Exercise A: Find each line in the rows that contains the word "yellow", and copy all of those lines.

** begin Document section **

The Infamous
The Infamous.jpg
Studio album by Mobb Deep


25 April 1995


January 1994 - February 1995


Battery Studios
(New York City, New York)
Platinum Island Studios
(New York City, New York)
Firehouse Studios
(Brooklyn, New York)
Unique Recording
(New York City, New York)


Hip hop, Hardcore hip hop, East Coast hip hop, Boom bap




Loud Records / RCA / BMG


The Abstract, Matt Life (also exec.), Mobb Deep (also exec.), Schott Free (also exec.)

Mobb Deep chronology


Juvenile Hell (1993)


Hell on Earth (1996)

The Infamous is the second studio album by American hip hop duo Mobb Deep. It was released on April 25, 1995, on Loud Records, RCA Records and BMG. The album features guest appearances from Nas, Wu-Tang Clan members Raekwon and Ghostface Killah, A Tribe Called Quest member Q-Tip, and close Mobb Deep affiliate Big Noyd. Embedded with hyper-visual lyricism, dark soundscapes, gritty narratives, and hardcore beats, it marked Mobb Deep's transition from a relatively unknown rap duo to an influential and commercially successful one.

** end Document section **

Exercise B: Does each statement below agree with the article on The Infamous? Answer yes or no for each, and quote the words from the article that decide it. (i) The album was released on Loud Records, RCA Records and BMG. (ii) The Infamous is Mobb Deep's first studio album. (iii) Q-Tip is a member of Wu-Tang Clan.

** begin Data for this exercise **

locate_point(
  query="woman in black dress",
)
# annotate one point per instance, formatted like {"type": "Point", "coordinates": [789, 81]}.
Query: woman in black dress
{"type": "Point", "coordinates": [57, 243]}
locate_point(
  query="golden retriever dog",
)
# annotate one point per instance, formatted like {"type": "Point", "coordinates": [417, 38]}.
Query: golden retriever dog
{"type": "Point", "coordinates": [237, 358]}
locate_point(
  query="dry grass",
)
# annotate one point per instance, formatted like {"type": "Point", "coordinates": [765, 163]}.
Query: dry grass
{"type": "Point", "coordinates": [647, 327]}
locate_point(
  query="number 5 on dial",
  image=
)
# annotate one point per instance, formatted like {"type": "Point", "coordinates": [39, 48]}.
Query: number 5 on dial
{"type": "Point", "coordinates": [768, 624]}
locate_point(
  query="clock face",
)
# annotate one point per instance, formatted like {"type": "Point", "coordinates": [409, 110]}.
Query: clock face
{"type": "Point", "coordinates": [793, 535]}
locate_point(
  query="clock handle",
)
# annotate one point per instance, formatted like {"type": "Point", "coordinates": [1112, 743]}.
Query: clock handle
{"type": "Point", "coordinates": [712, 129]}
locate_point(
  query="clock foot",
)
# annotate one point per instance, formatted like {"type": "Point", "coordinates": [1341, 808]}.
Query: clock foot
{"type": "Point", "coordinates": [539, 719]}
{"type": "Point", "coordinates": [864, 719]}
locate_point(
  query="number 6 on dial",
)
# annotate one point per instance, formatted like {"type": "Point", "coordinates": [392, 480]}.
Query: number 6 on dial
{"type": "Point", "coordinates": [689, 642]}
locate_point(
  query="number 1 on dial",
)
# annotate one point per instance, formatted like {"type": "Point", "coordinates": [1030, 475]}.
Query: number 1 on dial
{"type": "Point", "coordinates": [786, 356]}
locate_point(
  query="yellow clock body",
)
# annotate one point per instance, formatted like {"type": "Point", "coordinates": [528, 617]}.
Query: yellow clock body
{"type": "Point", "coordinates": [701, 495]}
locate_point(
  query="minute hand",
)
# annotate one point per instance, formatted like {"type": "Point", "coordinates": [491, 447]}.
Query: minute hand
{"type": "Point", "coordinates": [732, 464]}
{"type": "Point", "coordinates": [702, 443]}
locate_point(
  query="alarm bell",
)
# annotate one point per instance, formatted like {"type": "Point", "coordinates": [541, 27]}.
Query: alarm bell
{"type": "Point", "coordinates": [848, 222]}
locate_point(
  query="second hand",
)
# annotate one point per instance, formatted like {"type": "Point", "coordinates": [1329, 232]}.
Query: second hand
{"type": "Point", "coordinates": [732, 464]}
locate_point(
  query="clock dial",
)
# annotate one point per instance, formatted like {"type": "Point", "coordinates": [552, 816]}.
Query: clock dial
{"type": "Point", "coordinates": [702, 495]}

** end Data for this exercise **

Complete output A:
  query="yellow clock body",
Query: yellow clock body

Complete output B:
(i) Yes: "It was released on April 25, 1995, on Loud Records, RCA Records and BMG."
(ii) No: "The Infamous is the second studio album by American hip hop duo Mobb Deep."
(iii) No: "A Tribe Called Quest member Q-Tip"